Rewrite all of the material below as a numbered list with one line per item, skipping blank lines and leaving out the pictures.

Data listing:
◆ ◆ ◆

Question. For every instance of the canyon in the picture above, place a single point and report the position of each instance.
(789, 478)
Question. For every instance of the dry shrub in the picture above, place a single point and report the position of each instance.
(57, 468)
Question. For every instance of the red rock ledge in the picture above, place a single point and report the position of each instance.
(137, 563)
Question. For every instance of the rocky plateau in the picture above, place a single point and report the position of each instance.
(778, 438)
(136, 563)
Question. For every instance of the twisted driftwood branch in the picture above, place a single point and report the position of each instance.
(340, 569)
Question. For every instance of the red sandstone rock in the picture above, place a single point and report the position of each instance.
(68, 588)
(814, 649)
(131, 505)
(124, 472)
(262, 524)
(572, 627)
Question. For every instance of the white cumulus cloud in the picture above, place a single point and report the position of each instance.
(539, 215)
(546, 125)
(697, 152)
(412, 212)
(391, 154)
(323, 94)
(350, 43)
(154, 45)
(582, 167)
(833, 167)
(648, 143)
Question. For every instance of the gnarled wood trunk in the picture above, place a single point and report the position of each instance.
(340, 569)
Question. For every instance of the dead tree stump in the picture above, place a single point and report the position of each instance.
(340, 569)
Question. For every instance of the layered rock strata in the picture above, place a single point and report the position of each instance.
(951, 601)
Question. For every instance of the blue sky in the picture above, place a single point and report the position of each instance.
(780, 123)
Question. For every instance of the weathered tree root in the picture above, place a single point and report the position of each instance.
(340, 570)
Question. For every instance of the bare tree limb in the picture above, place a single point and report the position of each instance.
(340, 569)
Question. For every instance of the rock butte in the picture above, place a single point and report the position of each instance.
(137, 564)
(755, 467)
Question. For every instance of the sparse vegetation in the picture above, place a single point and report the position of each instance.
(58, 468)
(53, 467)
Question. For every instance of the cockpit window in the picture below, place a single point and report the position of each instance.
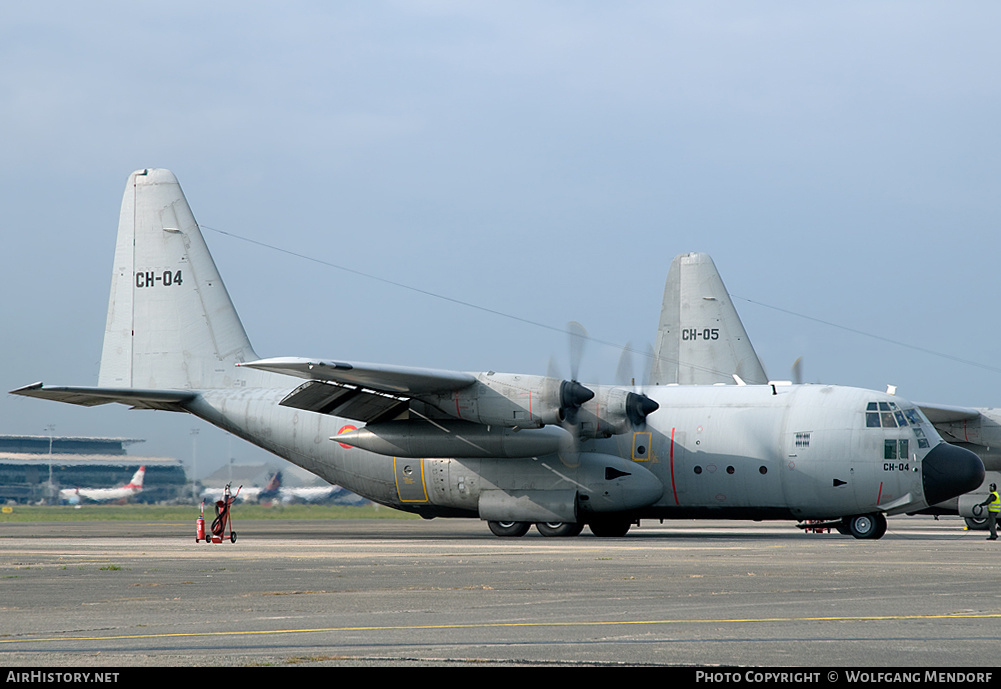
(887, 415)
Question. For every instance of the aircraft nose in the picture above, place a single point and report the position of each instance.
(949, 471)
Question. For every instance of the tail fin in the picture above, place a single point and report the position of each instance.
(171, 323)
(701, 339)
(137, 479)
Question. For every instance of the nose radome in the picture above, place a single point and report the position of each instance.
(949, 471)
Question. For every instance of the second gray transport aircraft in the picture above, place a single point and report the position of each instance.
(514, 450)
(695, 293)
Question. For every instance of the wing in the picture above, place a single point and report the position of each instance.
(369, 393)
(943, 414)
(402, 381)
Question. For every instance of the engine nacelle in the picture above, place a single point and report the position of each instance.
(614, 411)
(514, 400)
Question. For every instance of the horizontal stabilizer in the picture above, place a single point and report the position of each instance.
(349, 403)
(384, 379)
(942, 414)
(167, 400)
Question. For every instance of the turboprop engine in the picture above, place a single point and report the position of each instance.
(517, 401)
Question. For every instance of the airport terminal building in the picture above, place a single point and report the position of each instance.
(34, 468)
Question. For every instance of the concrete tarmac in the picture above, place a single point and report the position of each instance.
(447, 592)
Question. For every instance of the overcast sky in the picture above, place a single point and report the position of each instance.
(545, 160)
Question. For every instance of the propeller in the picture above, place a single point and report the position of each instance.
(638, 405)
(572, 395)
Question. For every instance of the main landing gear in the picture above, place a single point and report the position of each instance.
(607, 528)
(864, 526)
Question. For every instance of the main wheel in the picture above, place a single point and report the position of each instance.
(610, 528)
(510, 529)
(866, 526)
(560, 529)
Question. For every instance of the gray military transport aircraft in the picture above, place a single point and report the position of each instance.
(695, 293)
(511, 449)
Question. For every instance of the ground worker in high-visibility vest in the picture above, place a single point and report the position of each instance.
(993, 505)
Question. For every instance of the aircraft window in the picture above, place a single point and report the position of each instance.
(889, 450)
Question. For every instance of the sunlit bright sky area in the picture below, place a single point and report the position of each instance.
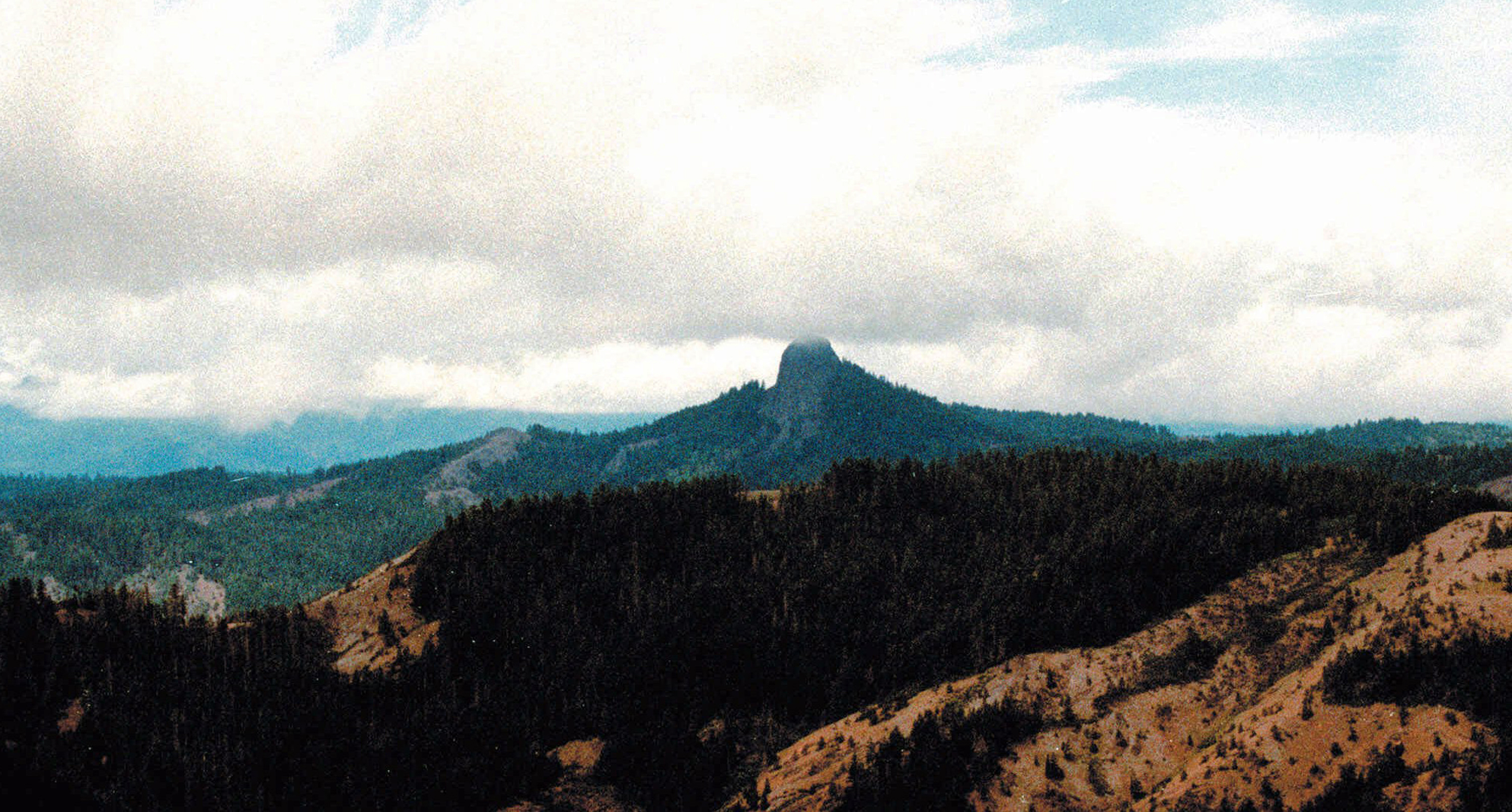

◆ ◆ ◆

(Exercise output)
1. Question. For every instance of the canyon in the picture above, place a single point and report the position of each instance.
2. (789, 478)
3. Question. For every instance of the dry shrub in the picture above, place a single point and report the position of each instance.
4. (57, 468)
5. Question. For every instance of the red rock ledge in the picture above, place a single point and report the position of each instance.
6. (137, 563)
7. Question. For every instance of the rocky plateau in the picture above, place a single point and report the position of each instance.
8. (778, 438)
9. (136, 563)
10. Question. For every instance of the twisted driftwood branch in the picture above, place a single point and report the position of each instance.
11. (340, 569)
12. Question. For every instance of the red sandstone rock in the picture above, place a single point and report the position of each instance.
13. (68, 588)
14. (814, 649)
15. (131, 505)
16. (124, 472)
17. (262, 524)
18. (572, 627)
19. Question. For every instance of the white cumulus cloud in the picture above, place a single point and report the position of each instance.
20. (539, 215)
21. (546, 125)
22. (697, 152)
23. (412, 212)
24. (391, 154)
25. (323, 94)
26. (350, 43)
27. (154, 45)
28. (582, 167)
29. (833, 167)
30. (648, 143)
31. Question. For every instance of the gnarled wood trunk in the picture above, place a single point and report the position of each instance.
32. (340, 569)
33. Question. For every instance of the dead tree stump in the picture above, place a single point and report the position of each instance.
34. (340, 569)
35. Question. For every instance of the layered rock strata in the picture above, place a single point and report the position of each instance.
36. (951, 601)
37. Question. For every instance of the blue sky in the picture above, place a single point and report the position of each instance.
38. (780, 123)
39. Question. For every instance of the weathered tree root in the picture above, place a single point and report the position of each instance.
40. (340, 570)
41. Question. For every instance of the bare tree limb in the picture above, place a single point and report the position of each instance.
42. (340, 569)
43. Question. For every instance of the rock butte in the picture above, place a single point and report the position of each instance.
44. (137, 564)
45. (755, 467)
46. Question. For every instance of the sparse vegetation in the picture above, place a single point and report the position of each instance.
47. (58, 468)
48. (53, 467)
49. Question. For every instance of the cockpit window in the picture below, place a single point and report the position of each instance.
50. (887, 415)
51. Question. For every instance of the aircraft nose in the picture above, place a single point and report the position of each instance.
52. (949, 471)
53. Question. For every instance of the tail fin in the picture above, place a single point and report the position of each instance.
54. (171, 323)
55. (701, 339)
56. (137, 479)
57. Question. For every instance of the nose radome in the picture above, place a single point and report the position of each instance.
58. (949, 471)
59. Question. For every instance of the second gray transport aircraft in the picture above, place a single point and report the position of each instance.
60. (514, 450)
61. (695, 293)
62. Question. For every instance of the wing in the picture above, place a single point and report the position of each instance.
63. (369, 393)
64. (943, 414)
65. (402, 381)
66. Question. For every instance of the engine nacelle in the picture above, place a single point and report the position of each instance.
67. (614, 411)
68. (514, 400)
69. Question. For every instance of the horizontal stabilizer in the picture above, place a single point and report the position of each instance.
70. (349, 403)
71. (384, 379)
72. (942, 414)
73. (167, 400)
74. Question. For every instance of the turboprop engine in the picture above, place a single point and report the position of each instance.
75. (517, 401)
76. Question. For every instance of the airport terminal building in the picture above, place a single point and report the position of each instance.
77. (34, 468)
78. Question. For every instance of the concrete tarmac in the picture above, place a single point and report the position of each instance.
79. (447, 592)
80. Question. For every instance of the overcast sky in the picture above, place a single point and report the position of each instance.
81. (545, 160)
82. Question. For every instance of the propeller in the picture above, place a single point and report the position of each instance.
83. (638, 405)
84. (572, 395)
85. Question. For every instance of the main landing gear in the picture above, place a single point and report the position of each instance.
86. (607, 528)
87. (864, 526)
88. Question. For every instance of the main wheel in the picture above, place a single point and report the position of each instance.
89. (610, 528)
90. (510, 529)
91. (866, 526)
92. (560, 529)
93. Question. For every instance of the gray military transport aircraft in the picture above, place a single point and report the position of each instance.
94. (695, 293)
95. (511, 449)
96. Question. For every instance of the ground worker in high-visibility vest in the picture above, place a single point and report the position of each instance.
97. (993, 505)
98. Question. For every instance of the aircraft window in the picture above, place a single point and report the position of each instance.
99. (889, 450)
100. Question. For every instance of the sunlit bright sky area in the picture below, place a single point and report the position of each instance.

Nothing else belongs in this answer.